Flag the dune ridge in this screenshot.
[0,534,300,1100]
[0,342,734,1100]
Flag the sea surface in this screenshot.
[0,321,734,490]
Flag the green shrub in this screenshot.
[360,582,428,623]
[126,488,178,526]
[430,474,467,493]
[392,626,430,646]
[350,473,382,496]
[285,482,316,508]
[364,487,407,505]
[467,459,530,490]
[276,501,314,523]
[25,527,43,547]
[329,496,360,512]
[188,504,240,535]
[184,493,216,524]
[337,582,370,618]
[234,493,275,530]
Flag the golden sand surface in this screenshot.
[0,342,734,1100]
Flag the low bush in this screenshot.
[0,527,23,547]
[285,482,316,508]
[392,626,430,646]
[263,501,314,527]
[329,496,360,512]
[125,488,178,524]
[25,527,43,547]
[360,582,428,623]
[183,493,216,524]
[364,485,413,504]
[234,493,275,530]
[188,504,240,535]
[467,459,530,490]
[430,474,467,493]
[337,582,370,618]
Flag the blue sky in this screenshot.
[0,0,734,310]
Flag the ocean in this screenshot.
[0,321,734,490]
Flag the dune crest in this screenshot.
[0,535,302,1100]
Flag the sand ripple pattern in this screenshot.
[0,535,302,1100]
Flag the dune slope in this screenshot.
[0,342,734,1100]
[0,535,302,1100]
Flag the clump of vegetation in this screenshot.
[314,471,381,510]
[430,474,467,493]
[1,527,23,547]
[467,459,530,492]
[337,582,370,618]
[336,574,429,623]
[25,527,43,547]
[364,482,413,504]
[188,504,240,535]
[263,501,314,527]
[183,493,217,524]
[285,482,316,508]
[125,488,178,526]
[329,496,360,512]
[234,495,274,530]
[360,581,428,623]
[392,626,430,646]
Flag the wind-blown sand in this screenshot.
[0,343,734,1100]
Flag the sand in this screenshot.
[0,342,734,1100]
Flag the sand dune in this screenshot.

▶ **STATED PROBLEM**
Convert the lines above into a Markdown table with the columns No. and Line, numbering the rows in order and omitting any blank lines.

▶ **ANSWER TO THE EXERCISE**
| No. | Line |
|---|---|
| 1 | Flag the dune ridge in this screenshot. |
| 2 | [0,534,300,1100] |
| 3 | [0,342,734,1100] |
| 4 | Flag the sea surface in this screenshot. |
| 5 | [0,321,734,490] |
| 6 | Flag the green shrub in this screenshot. |
| 7 | [360,582,428,623] |
| 8 | [126,488,178,526] |
| 9 | [430,474,467,493] |
| 10 | [392,626,430,646] |
| 11 | [350,473,382,496] |
| 12 | [285,482,316,508] |
| 13 | [364,487,407,505] |
| 14 | [467,459,530,490] |
| 15 | [276,501,314,523] |
| 16 | [25,527,43,547] |
| 17 | [329,496,360,512] |
| 18 | [188,504,240,535] |
| 19 | [184,493,216,524] |
| 20 | [337,582,370,618] |
| 21 | [234,493,275,530] |
| 22 | Flag the golden sand surface in this screenshot. |
| 23 | [0,342,734,1100] |
| 24 | Flag the low bush in this screenshot. |
| 25 | [0,527,23,547] |
| 26 | [285,482,316,508] |
| 27 | [392,626,430,646] |
| 28 | [263,501,314,527] |
| 29 | [329,496,360,512] |
| 30 | [125,488,178,524] |
| 31 | [25,527,43,547] |
| 32 | [360,582,428,623] |
| 33 | [183,493,216,524] |
| 34 | [364,485,413,504] |
| 35 | [234,493,275,530] |
| 36 | [188,504,240,535] |
| 37 | [467,459,530,490] |
| 38 | [430,474,467,493] |
| 39 | [337,582,370,618] |
| 40 | Flag the blue sky in this screenshot. |
| 41 | [0,0,734,310] |
| 42 | Flag the ocean in this screenshot. |
| 43 | [0,321,734,490] |
| 44 | Flag the dune crest in this screenshot. |
| 45 | [0,535,302,1100] |
| 46 | Flag the sand ripple pattern in this screenshot. |
| 47 | [0,535,302,1100] |
| 48 | Flag the dune slope in this screenshot. |
| 49 | [0,342,734,1100] |
| 50 | [0,535,302,1100] |
| 51 | Flag the clump of vegetation in this screenshot. |
| 52 | [314,471,381,510] |
| 53 | [430,474,467,493] |
| 54 | [1,527,23,547] |
| 55 | [467,459,530,492] |
| 56 | [337,582,370,618] |
| 57 | [336,574,429,623] |
| 58 | [25,527,43,547] |
| 59 | [364,482,413,504] |
| 60 | [188,504,240,535] |
| 61 | [263,501,314,527] |
| 62 | [183,493,217,524] |
| 63 | [285,482,316,508] |
| 64 | [125,488,178,526] |
| 65 | [329,496,360,512] |
| 66 | [234,495,274,530] |
| 67 | [360,581,428,623] |
| 68 | [392,626,430,646] |
| 69 | Flag the wind-blown sand in this screenshot. |
| 70 | [0,343,734,1100] |
| 71 | Flag the sand in this screenshot. |
| 72 | [0,342,734,1100] |
| 73 | Flag the sand dune in this screenshot. |